DATA FOR PROCESSING:
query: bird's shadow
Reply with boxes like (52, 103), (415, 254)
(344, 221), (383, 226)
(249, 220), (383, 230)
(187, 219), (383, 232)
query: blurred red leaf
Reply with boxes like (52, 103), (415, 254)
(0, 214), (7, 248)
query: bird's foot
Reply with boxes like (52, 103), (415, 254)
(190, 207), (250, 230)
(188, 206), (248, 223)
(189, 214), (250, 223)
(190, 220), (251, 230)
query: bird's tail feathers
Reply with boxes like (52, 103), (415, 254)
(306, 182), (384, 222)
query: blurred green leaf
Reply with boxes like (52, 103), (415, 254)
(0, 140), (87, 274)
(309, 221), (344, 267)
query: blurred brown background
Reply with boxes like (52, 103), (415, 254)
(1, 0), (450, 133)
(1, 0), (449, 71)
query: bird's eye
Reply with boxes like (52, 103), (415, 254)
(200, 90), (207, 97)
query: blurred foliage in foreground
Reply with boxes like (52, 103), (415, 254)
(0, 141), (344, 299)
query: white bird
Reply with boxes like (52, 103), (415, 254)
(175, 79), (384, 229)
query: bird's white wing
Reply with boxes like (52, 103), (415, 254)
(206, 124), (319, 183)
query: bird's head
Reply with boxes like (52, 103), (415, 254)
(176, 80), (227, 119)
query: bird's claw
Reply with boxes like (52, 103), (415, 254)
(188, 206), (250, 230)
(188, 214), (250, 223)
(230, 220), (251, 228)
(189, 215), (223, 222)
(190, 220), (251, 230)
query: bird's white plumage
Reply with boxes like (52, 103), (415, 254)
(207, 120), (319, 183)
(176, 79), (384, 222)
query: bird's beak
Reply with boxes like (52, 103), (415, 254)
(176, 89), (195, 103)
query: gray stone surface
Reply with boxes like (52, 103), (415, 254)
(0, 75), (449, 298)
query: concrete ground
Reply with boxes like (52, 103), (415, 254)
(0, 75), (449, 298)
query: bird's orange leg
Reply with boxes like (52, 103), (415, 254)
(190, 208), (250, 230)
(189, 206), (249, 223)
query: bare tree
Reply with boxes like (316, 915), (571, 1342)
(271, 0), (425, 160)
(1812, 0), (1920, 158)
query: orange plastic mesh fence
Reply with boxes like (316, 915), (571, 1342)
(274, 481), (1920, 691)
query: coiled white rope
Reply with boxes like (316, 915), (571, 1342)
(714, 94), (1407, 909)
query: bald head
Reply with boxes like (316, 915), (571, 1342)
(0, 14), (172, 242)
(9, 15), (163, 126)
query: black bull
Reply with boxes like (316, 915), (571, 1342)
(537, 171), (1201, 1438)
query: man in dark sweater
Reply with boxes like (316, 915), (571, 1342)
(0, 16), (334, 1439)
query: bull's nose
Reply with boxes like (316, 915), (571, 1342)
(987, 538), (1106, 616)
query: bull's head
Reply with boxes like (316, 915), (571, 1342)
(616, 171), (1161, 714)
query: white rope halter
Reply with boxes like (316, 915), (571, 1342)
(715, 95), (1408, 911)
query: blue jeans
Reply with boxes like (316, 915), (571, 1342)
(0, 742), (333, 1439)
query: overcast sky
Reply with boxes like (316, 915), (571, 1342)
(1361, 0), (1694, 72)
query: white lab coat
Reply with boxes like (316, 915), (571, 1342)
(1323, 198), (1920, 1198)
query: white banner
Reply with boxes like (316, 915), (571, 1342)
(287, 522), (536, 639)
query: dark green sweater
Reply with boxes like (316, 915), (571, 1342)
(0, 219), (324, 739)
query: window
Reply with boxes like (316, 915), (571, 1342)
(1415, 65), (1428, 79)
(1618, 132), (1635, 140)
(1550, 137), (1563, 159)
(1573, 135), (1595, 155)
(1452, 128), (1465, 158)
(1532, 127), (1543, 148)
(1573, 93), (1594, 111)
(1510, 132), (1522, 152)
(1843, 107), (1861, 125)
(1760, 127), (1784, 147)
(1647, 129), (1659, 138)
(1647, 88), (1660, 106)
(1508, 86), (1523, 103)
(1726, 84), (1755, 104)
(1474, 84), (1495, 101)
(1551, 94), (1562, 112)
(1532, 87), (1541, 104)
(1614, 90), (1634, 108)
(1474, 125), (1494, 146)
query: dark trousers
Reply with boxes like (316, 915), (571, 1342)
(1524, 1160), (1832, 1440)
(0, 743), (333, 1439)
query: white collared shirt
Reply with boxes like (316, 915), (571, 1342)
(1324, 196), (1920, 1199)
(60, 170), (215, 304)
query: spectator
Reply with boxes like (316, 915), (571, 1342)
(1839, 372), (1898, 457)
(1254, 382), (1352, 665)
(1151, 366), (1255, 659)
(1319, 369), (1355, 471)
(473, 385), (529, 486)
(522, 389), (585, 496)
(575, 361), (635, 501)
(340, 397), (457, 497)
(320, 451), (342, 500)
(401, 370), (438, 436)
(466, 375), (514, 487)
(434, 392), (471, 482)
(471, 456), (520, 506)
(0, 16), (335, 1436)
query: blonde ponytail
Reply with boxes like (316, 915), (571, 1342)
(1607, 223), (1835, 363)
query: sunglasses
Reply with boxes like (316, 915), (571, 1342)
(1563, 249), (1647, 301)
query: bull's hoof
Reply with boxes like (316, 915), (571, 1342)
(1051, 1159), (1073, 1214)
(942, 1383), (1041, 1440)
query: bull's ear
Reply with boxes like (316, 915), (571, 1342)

TASK GOAL: The material shown above must be written out again in full, exactly as it reads.

ANSWER BELOW:
query: bird's shadow
Reply with boxes like (52, 103), (415, 254)
(344, 221), (383, 226)
(249, 220), (383, 230)
(187, 219), (383, 232)
query: blurred red leaf
Reply with boxes like (52, 103), (415, 254)
(0, 214), (7, 248)
query: bird's foot
Reply with boxes like (52, 103), (415, 254)
(190, 207), (250, 230)
(188, 206), (248, 223)
(189, 214), (250, 223)
(190, 220), (251, 230)
query: bird's tail feathers
Reply with boxes like (52, 103), (415, 254)
(306, 182), (384, 222)
query: blurred green leaf
Reply with boxes like (52, 103), (415, 254)
(0, 140), (87, 274)
(309, 221), (344, 267)
query: blurred brown background
Reply with boxes like (52, 103), (415, 254)
(1, 0), (450, 133)
(1, 0), (449, 71)
query: bird's eye
Reply with boxes like (52, 103), (415, 254)
(200, 90), (207, 97)
query: blurred foliage in foreground
Reply with boxes like (52, 103), (415, 254)
(0, 141), (344, 299)
query: white bird
Reply with boxes like (52, 103), (415, 254)
(175, 79), (384, 229)
query: bird's white wing
Reply with boxes like (52, 103), (415, 254)
(206, 124), (319, 183)
query: bird's head
Reply with boxes like (52, 103), (415, 254)
(176, 80), (227, 119)
query: bird's claw
Reply with boxes like (52, 103), (415, 254)
(188, 206), (250, 230)
(188, 214), (250, 223)
(230, 220), (251, 228)
(189, 215), (223, 222)
(190, 220), (251, 230)
query: bird's white plumage
Reply with boxes like (52, 103), (415, 254)
(207, 120), (319, 183)
(176, 79), (384, 222)
query: bird's beak
Reply with boxes like (52, 103), (415, 254)
(176, 89), (195, 103)
query: gray stone surface
Reply with boxes like (52, 103), (415, 254)
(0, 75), (449, 298)
query: concrete ground
Reply with boxes like (52, 103), (415, 254)
(0, 75), (449, 298)
query: bird's orange leg
Reply with boxes like (52, 103), (415, 254)
(190, 208), (250, 230)
(189, 206), (249, 223)
query: bare tree
Reply with boxes like (316, 915), (571, 1342)
(271, 0), (425, 160)
(1812, 0), (1920, 158)
query: orange plastic mesh fence
Reply with boxes like (316, 915), (571, 1342)
(274, 481), (1920, 691)
query: coiled white rope
Reply with boxes like (316, 915), (571, 1342)
(714, 94), (1407, 909)
query: bald head
Reply with boxes like (316, 915), (571, 1342)
(0, 14), (172, 242)
(9, 15), (163, 126)
query: black bull
Reply with boxes like (316, 915), (571, 1342)
(537, 171), (1201, 1438)
query: man in dark sweater
Reply with boxes like (316, 915), (571, 1342)
(0, 16), (334, 1439)
query: bull's nose
Reply with boxes like (316, 915), (571, 1342)
(987, 538), (1106, 616)
query: bull's head
Reply with boxes like (316, 915), (571, 1342)
(616, 171), (1161, 714)
query: white rope halter
Reply with boxes like (316, 915), (571, 1342)
(715, 95), (1408, 911)
query: blue jeans
Reply with boxes like (316, 915), (571, 1342)
(0, 742), (333, 1439)
query: overcast sky
Reply with boxes like (316, 915), (571, 1342)
(1361, 0), (1694, 72)
query: white lab coat
Reply with boxes like (316, 915), (571, 1342)
(1323, 198), (1920, 1198)
query: white banner
Reply with boxes like (316, 915), (571, 1342)
(287, 522), (536, 639)
query: dark green sweater
Reply with boxes like (316, 915), (571, 1342)
(0, 219), (324, 739)
query: window
Reply with boxes like (316, 915), (571, 1342)
(1415, 65), (1428, 79)
(1618, 132), (1635, 140)
(1550, 137), (1563, 159)
(1573, 135), (1595, 155)
(1452, 128), (1465, 158)
(1532, 127), (1543, 148)
(1573, 93), (1594, 111)
(1510, 132), (1522, 152)
(1843, 107), (1861, 125)
(1760, 127), (1784, 147)
(1647, 129), (1659, 138)
(1647, 88), (1660, 106)
(1508, 86), (1523, 103)
(1726, 84), (1755, 104)
(1474, 84), (1495, 101)
(1551, 94), (1562, 112)
(1532, 87), (1541, 104)
(1614, 90), (1634, 108)
(1474, 125), (1494, 146)
query: dark trousers
Reply with boxes like (316, 915), (571, 1342)
(1524, 1160), (1832, 1440)
(0, 743), (333, 1439)
query: white collared shirt
Reply with boxes like (316, 915), (571, 1342)
(1324, 196), (1920, 1199)
(60, 170), (215, 304)
query: spectator
Reply with boxes like (316, 915), (571, 1342)
(1839, 372), (1898, 457)
(1254, 382), (1352, 665)
(1151, 366), (1255, 659)
(1319, 369), (1355, 471)
(473, 385), (529, 486)
(522, 389), (585, 496)
(575, 361), (635, 501)
(340, 397), (457, 497)
(320, 451), (342, 500)
(401, 370), (438, 436)
(466, 375), (514, 487)
(434, 392), (471, 482)
(471, 456), (520, 506)
(0, 16), (335, 1436)
query: blonde ponytail
Reply with boxes like (316, 915), (571, 1342)
(1607, 223), (1835, 363)
query: sunglasses
Reply with boxes like (316, 915), (571, 1342)
(1563, 249), (1647, 301)
query: bull's hoof
Reply with boxes like (316, 915), (571, 1342)
(1051, 1159), (1073, 1214)
(942, 1383), (1041, 1440)
query: bull's ear
Reply with boxes like (316, 915), (571, 1342)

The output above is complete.